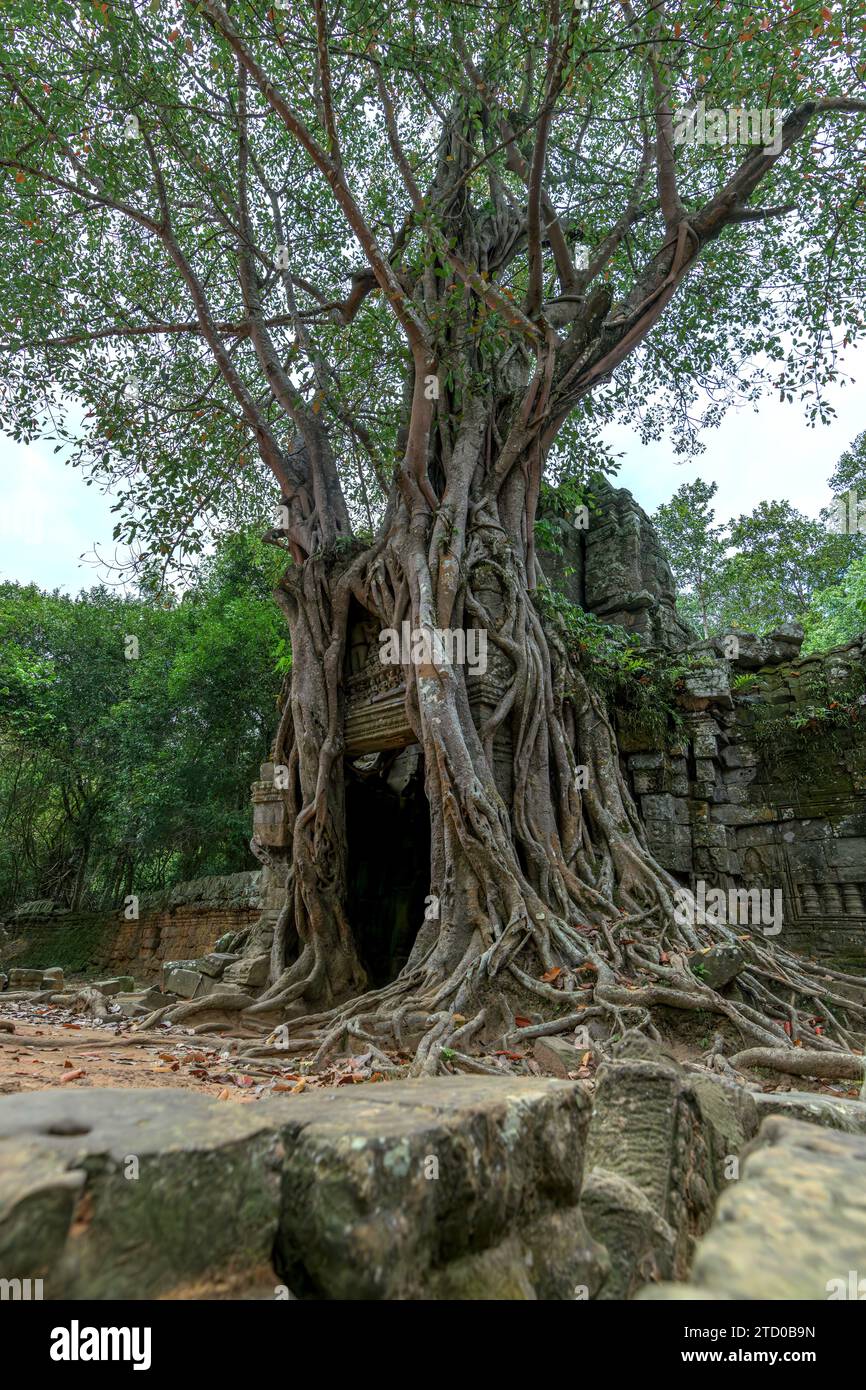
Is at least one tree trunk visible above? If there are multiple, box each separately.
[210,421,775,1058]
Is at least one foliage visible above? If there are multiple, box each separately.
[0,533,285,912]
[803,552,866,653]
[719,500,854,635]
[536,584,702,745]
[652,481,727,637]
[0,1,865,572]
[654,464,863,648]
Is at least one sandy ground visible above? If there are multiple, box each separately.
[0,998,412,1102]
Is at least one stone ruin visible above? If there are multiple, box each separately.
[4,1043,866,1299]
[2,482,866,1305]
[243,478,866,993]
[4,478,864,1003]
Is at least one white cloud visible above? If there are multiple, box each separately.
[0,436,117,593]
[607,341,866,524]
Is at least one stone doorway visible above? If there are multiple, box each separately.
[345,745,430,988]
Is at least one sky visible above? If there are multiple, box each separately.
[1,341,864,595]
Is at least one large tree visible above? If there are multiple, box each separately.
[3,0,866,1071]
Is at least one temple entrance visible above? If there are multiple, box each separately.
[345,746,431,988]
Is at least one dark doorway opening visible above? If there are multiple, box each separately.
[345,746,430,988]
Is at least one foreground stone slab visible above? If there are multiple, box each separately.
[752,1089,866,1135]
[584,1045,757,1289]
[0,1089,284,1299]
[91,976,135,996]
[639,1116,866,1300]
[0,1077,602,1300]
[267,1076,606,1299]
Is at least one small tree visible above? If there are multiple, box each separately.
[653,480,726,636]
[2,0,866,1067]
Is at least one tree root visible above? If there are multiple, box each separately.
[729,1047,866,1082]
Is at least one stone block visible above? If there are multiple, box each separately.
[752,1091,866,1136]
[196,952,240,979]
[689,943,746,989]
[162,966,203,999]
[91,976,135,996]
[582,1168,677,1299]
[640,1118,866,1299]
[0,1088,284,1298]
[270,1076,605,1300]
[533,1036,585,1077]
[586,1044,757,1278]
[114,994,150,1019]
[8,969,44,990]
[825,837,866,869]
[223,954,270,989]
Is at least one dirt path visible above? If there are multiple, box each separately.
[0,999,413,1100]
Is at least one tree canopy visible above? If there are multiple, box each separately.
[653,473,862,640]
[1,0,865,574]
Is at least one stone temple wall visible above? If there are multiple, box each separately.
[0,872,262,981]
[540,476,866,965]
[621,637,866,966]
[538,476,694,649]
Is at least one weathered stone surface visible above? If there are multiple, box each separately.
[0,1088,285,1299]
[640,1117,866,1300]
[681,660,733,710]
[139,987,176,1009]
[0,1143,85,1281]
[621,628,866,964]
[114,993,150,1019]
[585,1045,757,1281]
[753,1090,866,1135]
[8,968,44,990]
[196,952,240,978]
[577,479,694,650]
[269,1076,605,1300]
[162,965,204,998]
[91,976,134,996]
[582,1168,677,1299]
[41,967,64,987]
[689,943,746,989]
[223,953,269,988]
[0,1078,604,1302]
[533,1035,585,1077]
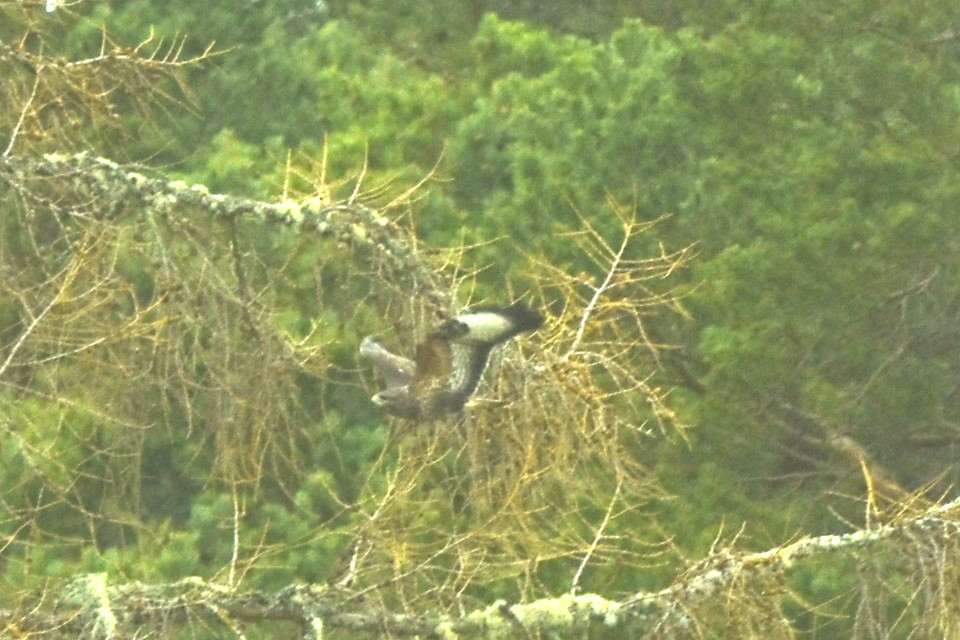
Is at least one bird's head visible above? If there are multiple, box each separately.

> **Task**: Exact duplicates of all the entries are required, and no image may appear in them.

> **Solved problem**:
Is at least one tree trunk visible above? If there are multiple, box each separately.
[210,421,775,1058]
Is at least one foliage visible above? If there are multiple, box each separately.
[0,533,285,912]
[803,552,866,653]
[719,500,854,635]
[536,584,702,745]
[652,481,727,637]
[0,1,865,572]
[654,464,863,648]
Is at least one sandy ground visible above? If there are multiple, box each separately.
[0,998,412,1102]
Is at least one stone ruin visible above? If there are multiple, box each separately.
[4,1043,866,1299]
[2,482,866,1305]
[243,478,866,993]
[4,478,864,1003]
Is at least one white cloud visible above? If there are multiple, box each separately.
[0,436,117,593]
[607,341,866,524]
Is at least one stone doorway visible above? If there are multiple, box each separately.
[345,745,430,988]
Is at least one sky visible above? If there are multiple, box each separately.
[1,341,864,595]
Is at least one large tree visible above? If there are multiple, box each separately.
[3,0,866,1071]
Is at least one temple entrance visible above? If there are multiple, box each separately.
[345,746,431,988]
Is at least one dark doorway opening visible above? If there are multiple, box each separately.
[345,746,430,988]
Is at least one foreground stone slab visible above? If there are multiple, box each separately.
[752,1089,866,1135]
[584,1045,757,1289]
[0,1089,284,1299]
[91,976,135,996]
[639,1116,866,1300]
[0,1077,602,1300]
[267,1076,606,1299]
Is at least one small tree visible above? If there are multiple, box each separately.
[653,480,726,636]
[2,0,866,1067]
Is at least one tree root visible above? If there are multiple, box each separately.
[729,1047,866,1082]
Is at least one stone block visible above? If there are multiple, box each separately.
[752,1091,866,1136]
[196,952,240,979]
[689,943,746,989]
[162,966,203,999]
[91,976,135,996]
[582,1168,677,1299]
[640,1118,866,1299]
[0,1088,284,1298]
[270,1076,605,1300]
[533,1036,585,1077]
[586,1044,757,1278]
[114,994,150,1019]
[8,969,44,990]
[825,837,866,869]
[223,954,270,989]
Is at least one dirt path visible above? If there are multiple, box each separately.
[0,999,413,1100]
Is at least one tree canopy visible above? If there are multiple, box each separately.
[653,473,862,640]
[1,0,865,574]
Is at least one stone temple wall visible above? If there are multiple, box each separately.
[0,872,262,981]
[540,476,866,965]
[621,637,866,966]
[538,476,694,649]
Is at least one weathered stone surface visible above? If there are multiple, box each separately.
[0,1088,285,1299]
[640,1117,866,1300]
[681,660,733,710]
[139,987,176,1009]
[0,1143,85,1281]
[621,628,866,964]
[114,993,150,1019]
[585,1045,757,1281]
[753,1090,866,1135]
[8,968,44,990]
[196,952,240,978]
[577,479,694,650]
[269,1076,605,1300]
[162,965,204,998]
[91,976,134,996]
[582,1168,677,1299]
[41,967,64,987]
[689,943,746,989]
[223,953,269,988]
[0,1078,604,1302]
[533,1035,585,1077]
Is at least one bird's head visible above? If there are multiple, box each separately.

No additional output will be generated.